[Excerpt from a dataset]
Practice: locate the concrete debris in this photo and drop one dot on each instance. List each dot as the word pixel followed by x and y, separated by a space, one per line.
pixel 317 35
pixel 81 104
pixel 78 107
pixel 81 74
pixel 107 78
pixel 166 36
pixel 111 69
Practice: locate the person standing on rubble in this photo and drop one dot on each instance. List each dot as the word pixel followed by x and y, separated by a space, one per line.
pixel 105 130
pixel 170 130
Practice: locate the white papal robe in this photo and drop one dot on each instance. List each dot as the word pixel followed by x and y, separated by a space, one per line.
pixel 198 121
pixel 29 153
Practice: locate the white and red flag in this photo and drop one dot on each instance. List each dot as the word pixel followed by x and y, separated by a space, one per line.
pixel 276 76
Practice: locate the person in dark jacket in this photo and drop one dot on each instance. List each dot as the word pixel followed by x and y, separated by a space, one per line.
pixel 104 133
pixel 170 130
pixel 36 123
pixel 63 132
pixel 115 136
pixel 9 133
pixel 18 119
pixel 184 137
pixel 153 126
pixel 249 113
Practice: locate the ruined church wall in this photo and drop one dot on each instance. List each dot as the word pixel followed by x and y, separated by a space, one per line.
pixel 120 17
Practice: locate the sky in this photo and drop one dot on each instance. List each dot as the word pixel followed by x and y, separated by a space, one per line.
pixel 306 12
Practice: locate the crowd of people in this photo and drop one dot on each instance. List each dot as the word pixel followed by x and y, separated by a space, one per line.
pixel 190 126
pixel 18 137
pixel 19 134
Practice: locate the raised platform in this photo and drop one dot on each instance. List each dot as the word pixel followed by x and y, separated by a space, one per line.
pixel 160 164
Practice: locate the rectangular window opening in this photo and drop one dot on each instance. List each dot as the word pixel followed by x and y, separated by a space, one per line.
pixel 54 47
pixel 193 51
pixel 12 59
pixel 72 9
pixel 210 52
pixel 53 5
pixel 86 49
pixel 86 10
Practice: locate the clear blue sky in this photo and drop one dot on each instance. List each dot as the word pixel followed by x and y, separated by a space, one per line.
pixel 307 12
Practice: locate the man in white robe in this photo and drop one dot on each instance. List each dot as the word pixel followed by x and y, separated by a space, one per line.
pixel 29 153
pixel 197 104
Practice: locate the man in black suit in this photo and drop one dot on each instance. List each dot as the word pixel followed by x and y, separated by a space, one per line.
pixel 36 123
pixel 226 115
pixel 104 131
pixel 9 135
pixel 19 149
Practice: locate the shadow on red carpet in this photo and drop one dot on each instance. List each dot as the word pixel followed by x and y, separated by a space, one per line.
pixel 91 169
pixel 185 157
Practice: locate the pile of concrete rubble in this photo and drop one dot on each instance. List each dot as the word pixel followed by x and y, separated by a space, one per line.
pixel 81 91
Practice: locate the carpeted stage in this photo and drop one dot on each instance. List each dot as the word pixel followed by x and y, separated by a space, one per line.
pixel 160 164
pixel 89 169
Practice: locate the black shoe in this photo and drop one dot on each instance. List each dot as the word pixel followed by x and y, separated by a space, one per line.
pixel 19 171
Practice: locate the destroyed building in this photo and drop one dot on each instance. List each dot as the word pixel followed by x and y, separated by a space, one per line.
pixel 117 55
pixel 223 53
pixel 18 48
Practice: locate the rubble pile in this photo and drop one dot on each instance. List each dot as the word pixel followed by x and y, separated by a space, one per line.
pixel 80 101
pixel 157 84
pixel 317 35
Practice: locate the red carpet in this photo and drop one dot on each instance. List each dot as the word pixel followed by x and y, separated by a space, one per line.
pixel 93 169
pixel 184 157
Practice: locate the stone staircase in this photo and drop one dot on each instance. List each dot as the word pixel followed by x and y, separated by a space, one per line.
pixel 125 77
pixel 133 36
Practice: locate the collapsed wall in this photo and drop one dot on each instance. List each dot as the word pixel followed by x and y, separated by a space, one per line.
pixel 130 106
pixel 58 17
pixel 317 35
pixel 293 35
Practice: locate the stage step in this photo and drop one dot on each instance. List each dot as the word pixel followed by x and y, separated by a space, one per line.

→ **WORK REQUIRED**: Above are the records; retype every one exactly.

→ **THE COMPLETED TASK**:
Practice: locate the concrete debris in this photo and drop one dot on each instance. List each dot as the word pixel followed by x and y, separated by a space, one per line.
pixel 317 35
pixel 81 104
pixel 78 107
pixel 81 74
pixel 107 78
pixel 166 36
pixel 111 69
Practice: locate the person standing on rubble in this photo and drop one dot on each instance. List each dot as the word pixel followed by x and y, separated by a space, one per line.
pixel 105 130
pixel 170 130
Practice: locate the white papal robe in this photo and drop one dot on each instance. List each dot as the word pixel followed by x and y, separated by a space, one per line.
pixel 198 121
pixel 29 153
Practice: locate the white and red flag in this photo and drop one dot on each instance. List each dot as the word pixel followed by x and y, separated by a space, one per line.
pixel 276 76
Practice: locate the person in dark jacket in this photo and drop one dot on each instance. List each dot as the word pixel followed by x and y, separated by a space, one per line.
pixel 104 133
pixel 170 130
pixel 36 123
pixel 63 132
pixel 115 136
pixel 9 133
pixel 18 119
pixel 184 137
pixel 153 126
pixel 249 113
Practice: locate the ruined church wall in this photo and drop one dot on each instance. List each dot as the word pixel followed by x and y, separated by a space, one per line.
pixel 120 17
Practice: locate the sky in this photo and drop one dot on each instance. List each dot as the word pixel followed by x and y, separated by a space, one per line.
pixel 306 12
Practice: locate the crowd of people in this photo and drop one dot on each instance. List each dot as the word pixel followed by x and y, separated by a space, one per line.
pixel 190 126
pixel 18 137
pixel 19 134
Practice: locate the raised platform in this photo and drop one dot on each instance. List each dot as the word pixel followed by x and y, separated by a space, one per line.
pixel 160 164
Practice: locate the rectangular window opening in this photo and drop one dot on each instance. List each dot as the word pixel followed by x and y, separated by a space, one per line.
pixel 54 47
pixel 193 51
pixel 12 59
pixel 72 9
pixel 210 52
pixel 53 5
pixel 86 49
pixel 86 10
Practice: locate the clear blue sky in this photo and drop one dot on each instance. List each dot as the word pixel followed by x and y, separated by a space, one per line.
pixel 307 12
Practice: locate the man in white robe in this photo and drop one dot on each instance. List each dot as the word pixel followed by x and y, separated by a space, one per line.
pixel 29 153
pixel 197 104
Practice: locate the man in black suit in this photo and drop one dot on each instance. List each dot as the word pixel followed by x and y, separated by a space, one per line.
pixel 36 123
pixel 226 115
pixel 104 131
pixel 9 135
pixel 19 149
Practice: locate the shadow on red carpet in this photo and drop one dot on each instance. List each dot as the word pixel followed by x and y, separated by a space, one per line.
pixel 91 169
pixel 185 157
Practice: locate the pile of concrete rubble in this photo and drop one dot on each instance. List each dot as the word pixel followed by x and y, separated by a space, one per line.
pixel 81 91
Practice: locate the carpeted stage in this photo and drop one dot on each instance. List each dot as the word pixel followed by x and y, separated by a space, one per line.
pixel 160 164
pixel 89 169
Practice: locate the black shoe in this photo and drop one dot on each instance. List each dot as the word pixel followed by x and y, separated by a space, one per line.
pixel 19 171
Practice: locate the destroyed building in this photo and drop one dot on each instance. List each dot as the word pixel followed by x and y, separated by a space, one per line.
pixel 117 55
pixel 223 53
pixel 18 48
Practice: locate the rubble pile in this photo and drop one dot on each instance. List each dot as the word pixel followed by x and y, separated by a space, one per line.
pixel 80 101
pixel 157 84
pixel 317 35
Practice: locate the red carpet in this photo and drop one dot on each instance. List each dot as the word pixel followed by x and y, separated by a space, one per line.
pixel 93 169
pixel 184 157
Practice: locate the stone staircase in this photo and drop one dot on each instance. List each dot as the word pixel followed by x and y, separated by a space, one per line.
pixel 125 77
pixel 133 36
Practice: locate the collapsed wall in this photo and drop one dot on each instance. List each dot as the word pixel followed by x and y, separated by a space, one per line.
pixel 130 106
pixel 58 17
pixel 317 35
pixel 293 35
Practice: locate the stage step in this photo and drop one dot on each instance. List each dot as the word pixel followed by x and y, separated by a space, one per line.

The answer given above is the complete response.